TASK ITEM
Would you write out the entries below word for word, omitting the pictures?

■ ■ ■

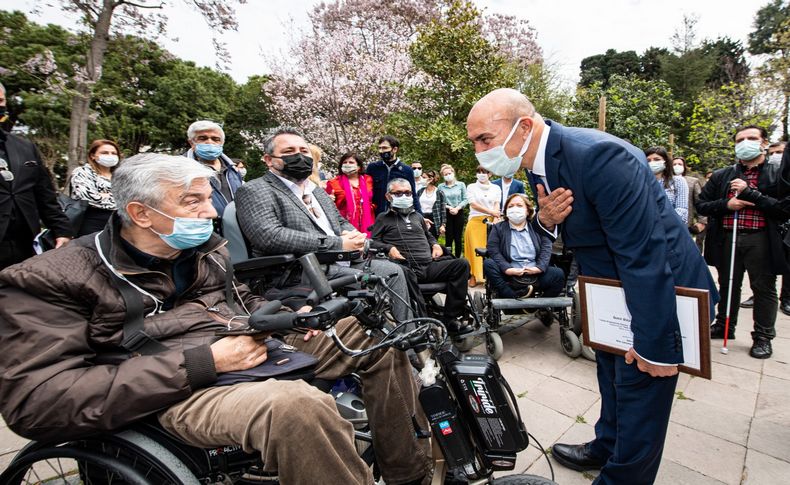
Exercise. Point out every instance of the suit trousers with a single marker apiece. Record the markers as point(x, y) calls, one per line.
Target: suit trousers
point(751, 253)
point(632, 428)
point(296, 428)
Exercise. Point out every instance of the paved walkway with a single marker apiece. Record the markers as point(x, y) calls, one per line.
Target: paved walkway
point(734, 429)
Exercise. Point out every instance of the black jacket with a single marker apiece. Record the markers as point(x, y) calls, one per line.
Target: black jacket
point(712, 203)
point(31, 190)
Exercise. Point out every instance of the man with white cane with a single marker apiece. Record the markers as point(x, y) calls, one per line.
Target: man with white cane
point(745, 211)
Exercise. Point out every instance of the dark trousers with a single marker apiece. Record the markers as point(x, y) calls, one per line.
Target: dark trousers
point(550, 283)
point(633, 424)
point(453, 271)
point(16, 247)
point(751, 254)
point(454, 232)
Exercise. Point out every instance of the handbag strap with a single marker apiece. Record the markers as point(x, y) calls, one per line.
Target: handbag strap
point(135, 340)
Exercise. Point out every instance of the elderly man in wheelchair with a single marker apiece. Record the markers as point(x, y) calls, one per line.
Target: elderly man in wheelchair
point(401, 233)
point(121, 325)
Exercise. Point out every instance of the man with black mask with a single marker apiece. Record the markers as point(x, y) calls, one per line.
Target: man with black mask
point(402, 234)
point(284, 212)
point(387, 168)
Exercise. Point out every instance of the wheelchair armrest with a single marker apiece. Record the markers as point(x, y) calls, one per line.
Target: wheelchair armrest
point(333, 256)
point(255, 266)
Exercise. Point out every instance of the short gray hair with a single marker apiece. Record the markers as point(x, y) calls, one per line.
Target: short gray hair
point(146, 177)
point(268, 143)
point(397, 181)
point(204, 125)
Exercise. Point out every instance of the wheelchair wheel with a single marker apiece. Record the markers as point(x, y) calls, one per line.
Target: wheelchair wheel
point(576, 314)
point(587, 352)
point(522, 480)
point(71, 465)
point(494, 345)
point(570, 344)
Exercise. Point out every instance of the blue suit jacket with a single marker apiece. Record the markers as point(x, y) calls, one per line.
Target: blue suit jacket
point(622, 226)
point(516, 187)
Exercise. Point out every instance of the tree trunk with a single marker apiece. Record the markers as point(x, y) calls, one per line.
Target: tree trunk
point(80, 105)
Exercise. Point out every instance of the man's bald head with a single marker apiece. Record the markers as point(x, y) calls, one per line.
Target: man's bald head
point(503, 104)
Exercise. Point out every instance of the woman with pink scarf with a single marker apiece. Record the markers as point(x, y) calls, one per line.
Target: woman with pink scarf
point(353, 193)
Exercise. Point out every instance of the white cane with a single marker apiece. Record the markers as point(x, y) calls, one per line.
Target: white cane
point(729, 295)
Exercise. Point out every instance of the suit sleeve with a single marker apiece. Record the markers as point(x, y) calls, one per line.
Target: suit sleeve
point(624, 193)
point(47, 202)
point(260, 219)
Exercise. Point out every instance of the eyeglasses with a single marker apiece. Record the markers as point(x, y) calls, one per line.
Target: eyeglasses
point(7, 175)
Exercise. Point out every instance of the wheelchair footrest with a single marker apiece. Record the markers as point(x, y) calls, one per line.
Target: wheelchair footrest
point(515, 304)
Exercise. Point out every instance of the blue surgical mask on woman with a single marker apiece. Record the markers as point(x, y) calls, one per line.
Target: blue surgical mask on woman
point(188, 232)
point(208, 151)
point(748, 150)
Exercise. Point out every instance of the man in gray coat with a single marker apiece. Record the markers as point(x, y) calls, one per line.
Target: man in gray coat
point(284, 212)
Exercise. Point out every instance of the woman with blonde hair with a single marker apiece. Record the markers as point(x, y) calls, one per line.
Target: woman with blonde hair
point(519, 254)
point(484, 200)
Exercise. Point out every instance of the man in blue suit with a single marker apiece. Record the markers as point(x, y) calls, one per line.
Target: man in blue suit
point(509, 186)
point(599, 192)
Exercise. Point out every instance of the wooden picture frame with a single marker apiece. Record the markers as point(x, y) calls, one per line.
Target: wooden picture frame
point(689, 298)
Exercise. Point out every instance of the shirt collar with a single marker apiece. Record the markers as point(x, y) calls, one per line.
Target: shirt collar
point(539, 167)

■ ■ ■

RESULT FOR THIS EXERCISE
Exercise. Point out every instance of the suit trousers with a single marker apiece. Record the markers as point(x, y) calls, one per line.
Target: suit trousers
point(751, 253)
point(632, 428)
point(296, 428)
Exercise. Point out every instance of the paved walkway with a single marker apiece. Record the markers as point(x, y) calls, one per line.
Target: paved walkway
point(734, 429)
Exercise. Point out every instance of the black jacket with a single marker apiece. Record the markers as point(x, y) calls, one per line.
Target: black jacket
point(712, 203)
point(31, 190)
Exercise. Point out every instance of the man with white cane with a single marker apiece. Record the markers as point(x, y) calls, one per line.
Target: man with white cane
point(745, 211)
Exercise. Point out every instance of the dark trousers with a single marker apiece. Record the markers as point(x, y) calls, one per line.
Target: dark trousers
point(550, 283)
point(633, 424)
point(453, 271)
point(16, 247)
point(751, 254)
point(454, 232)
Exercise. Point out every instance of the handbag strap with a single marker apiece. Record the markers as point(x, y) calls, one per line.
Target: handbag strap
point(135, 340)
Exercise. Point out every instance of the elderly man in wheelchair with a single marker apiece. Record the markers as point(x, y) calls, one per line.
Target: elderly man in wheelchair
point(401, 233)
point(121, 325)
Exercise. Point out every instance of the man with black mask with a single marker apiece. Record the markers as point(x, y) calls, one per line.
Target: man with black mask
point(402, 234)
point(284, 212)
point(387, 168)
Exercise. Point out every instance of the wheelchair armrest with a single marker apiece. Record the markers as point(x, y) calls, one per line.
Target: wheelchair armrest
point(333, 256)
point(255, 266)
Exercise. Point out every instance of the short gray hair with a single marker apiece. Record the markers as point(x, y) calls, one per line.
Target: short gray hair
point(146, 177)
point(268, 143)
point(397, 181)
point(204, 125)
Exercise. Point out every instance of the wheelchair wheel with a single marker apiece. Record the markers as point(x, y) calls, one per line.
Target: wheelchair wheel
point(576, 314)
point(587, 352)
point(522, 480)
point(71, 465)
point(494, 345)
point(570, 344)
Exercise. Point out every instance of the blue suit jacket with a single marker apiece. Record the markers as point(x, y) calls, one per line.
Target: blue suit jacket
point(622, 226)
point(516, 187)
Exercise. Point out every instance of the tree trunk with a single marker apiece. Record the markers as point(x, y) calls, one per line.
Target: tree trunk
point(80, 105)
Exercise. Point out every instance of the man's bald head with a single marker apiece. Record the markers as point(x, y) calls, one per line.
Target: man's bald head
point(503, 104)
Exercise. Point out every instance of the woman with pink scarf with a single marker apiece. Record the markers as point(x, y) calls, one per line.
Target: woman with pink scarf
point(353, 193)
Exercise. Point out every instance of the white cane with a single marker apiece. Record the markers as point(x, y) calls, one per line.
Target: white cane
point(729, 295)
Exercise. Point out every instance of the suit sleeve with a single marker apiece. Record the markers as point(x, y) calls, one per line.
Target: suit sleeve
point(624, 193)
point(47, 202)
point(260, 219)
Exercise. Point out every instance of the eyeglasses with a single marker apiece. Record the markers as point(x, y) calls, one per line.
Target: eyeglasses
point(7, 175)
Exercise. Point out every instance of the wheelchair footrest with a single marker apiece. Record the markers as point(x, y) calls, one per line.
Target: wheelchair footrest
point(515, 304)
Exercise. Point out every instance of the blue surgical mask on woman with a single marker apiece. Record the markers as point(x, y) calls, one per line.
Target: blue surgical mask on woman
point(188, 232)
point(208, 151)
point(748, 150)
Exercise. Point out every instance of the man in gray coat with a single marker apiece. Record the markers as point(x, y) calls, one per line.
Target: man in gray coat
point(284, 212)
Exercise. Point out every instance of the woman with blonde hair with a single marker apiece. Record the markers as point(x, y) calls, one per line.
Target: woman with blonde hair
point(519, 254)
point(484, 200)
Exercise. Point out every instance of the man in blue suit with a single marker apiece. Record the markers as point(x, y) calls, one per line.
Target: man in blue suit
point(509, 186)
point(599, 192)
Exercise. Point out every instance of the wooden picture frame with a single marker apiece. Record the markers as point(x, y) calls, one per line.
Target: wooden picture frame
point(689, 298)
Exercise. Point out every instance of the shirt collar with a single marker apiece. Record the markers as point(x, y) calls, one per line.
Target: shirt collar
point(539, 167)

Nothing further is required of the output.